··· RECORDS FOR THE TASK
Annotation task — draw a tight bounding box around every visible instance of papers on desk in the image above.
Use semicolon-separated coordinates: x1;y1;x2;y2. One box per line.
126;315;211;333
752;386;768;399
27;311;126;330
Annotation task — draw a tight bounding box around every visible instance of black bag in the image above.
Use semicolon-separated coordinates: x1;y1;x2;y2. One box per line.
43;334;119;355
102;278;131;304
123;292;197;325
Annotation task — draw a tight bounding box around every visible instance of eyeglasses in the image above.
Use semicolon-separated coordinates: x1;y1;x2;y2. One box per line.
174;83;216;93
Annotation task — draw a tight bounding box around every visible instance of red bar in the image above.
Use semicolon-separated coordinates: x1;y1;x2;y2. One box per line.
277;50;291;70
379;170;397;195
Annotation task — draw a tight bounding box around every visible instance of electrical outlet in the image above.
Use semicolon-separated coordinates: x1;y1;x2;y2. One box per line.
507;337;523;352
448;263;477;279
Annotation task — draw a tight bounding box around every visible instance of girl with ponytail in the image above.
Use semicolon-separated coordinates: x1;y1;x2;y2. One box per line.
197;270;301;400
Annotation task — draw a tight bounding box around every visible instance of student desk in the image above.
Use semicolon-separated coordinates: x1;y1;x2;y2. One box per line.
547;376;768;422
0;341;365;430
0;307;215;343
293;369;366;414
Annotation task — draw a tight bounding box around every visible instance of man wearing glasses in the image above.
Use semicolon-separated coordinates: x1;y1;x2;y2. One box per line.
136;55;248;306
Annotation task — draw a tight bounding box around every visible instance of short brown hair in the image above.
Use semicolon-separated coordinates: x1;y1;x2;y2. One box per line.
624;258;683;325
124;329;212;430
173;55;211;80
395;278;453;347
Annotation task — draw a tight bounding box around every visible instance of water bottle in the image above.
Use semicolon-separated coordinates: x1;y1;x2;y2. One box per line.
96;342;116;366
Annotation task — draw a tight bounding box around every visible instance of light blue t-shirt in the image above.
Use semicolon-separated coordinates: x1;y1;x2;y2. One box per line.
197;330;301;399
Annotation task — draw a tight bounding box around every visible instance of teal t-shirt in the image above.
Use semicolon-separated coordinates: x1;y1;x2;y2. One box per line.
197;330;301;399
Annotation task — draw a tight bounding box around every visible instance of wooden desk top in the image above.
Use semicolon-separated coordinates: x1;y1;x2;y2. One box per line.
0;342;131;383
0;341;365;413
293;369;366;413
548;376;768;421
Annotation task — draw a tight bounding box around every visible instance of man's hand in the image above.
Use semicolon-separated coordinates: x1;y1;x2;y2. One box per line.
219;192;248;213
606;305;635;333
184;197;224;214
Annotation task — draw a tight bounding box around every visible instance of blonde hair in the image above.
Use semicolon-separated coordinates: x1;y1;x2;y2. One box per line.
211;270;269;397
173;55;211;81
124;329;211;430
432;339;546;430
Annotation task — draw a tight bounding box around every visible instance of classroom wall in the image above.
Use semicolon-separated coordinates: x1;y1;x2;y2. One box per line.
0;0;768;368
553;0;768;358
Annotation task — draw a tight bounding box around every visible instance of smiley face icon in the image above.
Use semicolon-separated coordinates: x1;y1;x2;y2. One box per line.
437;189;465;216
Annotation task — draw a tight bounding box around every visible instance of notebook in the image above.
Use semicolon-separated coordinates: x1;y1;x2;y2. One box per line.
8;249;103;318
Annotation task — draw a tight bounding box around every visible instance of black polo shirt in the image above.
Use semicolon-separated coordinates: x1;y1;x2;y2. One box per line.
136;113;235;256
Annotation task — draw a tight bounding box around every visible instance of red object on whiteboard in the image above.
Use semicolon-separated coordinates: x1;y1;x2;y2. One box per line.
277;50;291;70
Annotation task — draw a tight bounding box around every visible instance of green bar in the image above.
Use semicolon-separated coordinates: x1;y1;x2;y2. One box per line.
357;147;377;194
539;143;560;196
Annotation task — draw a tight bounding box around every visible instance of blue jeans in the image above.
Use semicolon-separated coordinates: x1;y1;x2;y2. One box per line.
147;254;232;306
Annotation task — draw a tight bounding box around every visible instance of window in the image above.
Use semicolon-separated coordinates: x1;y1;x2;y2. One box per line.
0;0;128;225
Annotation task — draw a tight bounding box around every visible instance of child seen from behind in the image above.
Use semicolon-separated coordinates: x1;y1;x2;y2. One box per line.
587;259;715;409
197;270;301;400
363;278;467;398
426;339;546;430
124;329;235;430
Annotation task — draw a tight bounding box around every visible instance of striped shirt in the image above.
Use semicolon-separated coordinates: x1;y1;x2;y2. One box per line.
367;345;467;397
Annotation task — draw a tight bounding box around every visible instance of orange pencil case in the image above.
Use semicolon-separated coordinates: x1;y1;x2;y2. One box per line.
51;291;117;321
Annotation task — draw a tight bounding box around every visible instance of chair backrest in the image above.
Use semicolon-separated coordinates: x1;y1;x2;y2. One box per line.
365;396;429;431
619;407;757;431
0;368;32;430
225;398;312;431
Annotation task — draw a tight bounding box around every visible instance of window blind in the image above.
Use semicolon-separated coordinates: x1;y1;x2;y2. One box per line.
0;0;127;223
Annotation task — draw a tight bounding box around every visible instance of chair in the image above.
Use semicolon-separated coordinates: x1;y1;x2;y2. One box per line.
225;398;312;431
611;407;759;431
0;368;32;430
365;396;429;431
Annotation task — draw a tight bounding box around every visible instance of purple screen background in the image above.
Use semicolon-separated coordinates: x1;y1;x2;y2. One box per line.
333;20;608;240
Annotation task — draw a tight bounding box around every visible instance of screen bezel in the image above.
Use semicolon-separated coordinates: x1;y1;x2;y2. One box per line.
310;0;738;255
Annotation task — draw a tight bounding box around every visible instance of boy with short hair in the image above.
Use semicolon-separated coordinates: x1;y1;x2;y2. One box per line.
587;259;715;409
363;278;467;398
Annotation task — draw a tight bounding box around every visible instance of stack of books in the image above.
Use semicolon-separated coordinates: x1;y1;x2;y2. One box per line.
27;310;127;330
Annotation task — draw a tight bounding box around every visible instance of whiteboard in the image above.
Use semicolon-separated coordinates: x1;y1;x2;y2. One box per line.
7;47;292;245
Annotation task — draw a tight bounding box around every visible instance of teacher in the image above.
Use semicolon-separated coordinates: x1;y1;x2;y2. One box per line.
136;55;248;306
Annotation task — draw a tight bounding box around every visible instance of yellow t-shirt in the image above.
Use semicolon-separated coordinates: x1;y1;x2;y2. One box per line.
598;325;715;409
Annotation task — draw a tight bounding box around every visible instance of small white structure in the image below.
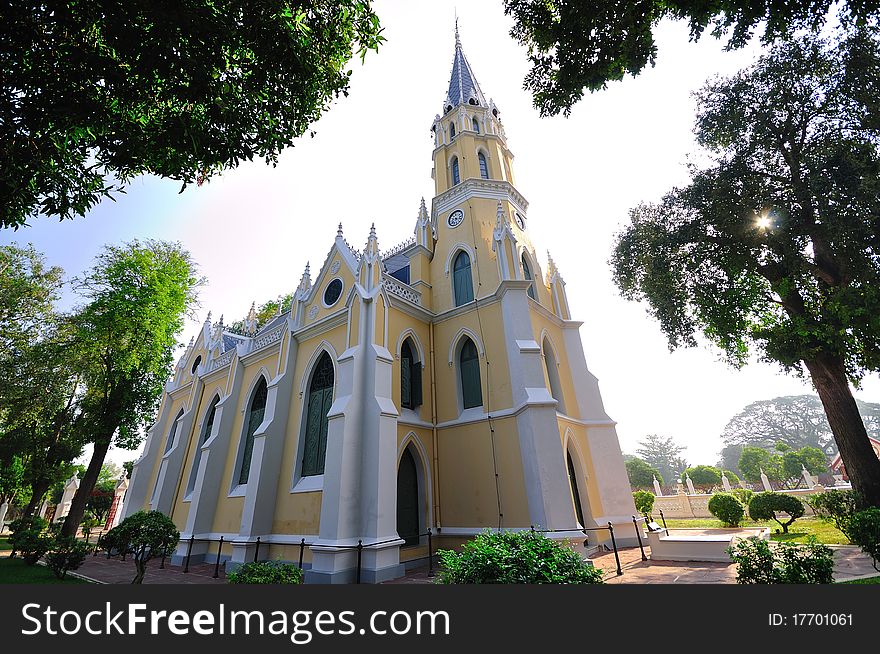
······
* WHAT IS REQUIRED: Rescale the lines from the start through the line with "174;83;216;93" and give them all again, requests unchanged. Multiply each box coordinate in the answers by 1.7 and round to whole numbers, with halves going up.

* RESULT:
Annotation task — draw a tight bounding box around every visible instance of papers on desk in the image above.
Use semicolon-separated coordinates: x1;y1;x2;y2. One box per line.
214;536;359;566
1278;656;1306;678
46;529;214;561
Annotation task — draw a tight bounding box around every visible instance of black bag in the image above.
Use semicolon-separated coordinates: x1;y1;x2;y2. One box per line.
73;568;202;604
173;473;223;517
209;496;335;553
Annotation task — draw a tight bounding box around every visible instance of eyeglasses in the image above.
Use semicolon-separated coordinates: x1;y1;x2;y2. One box per line.
296;141;367;158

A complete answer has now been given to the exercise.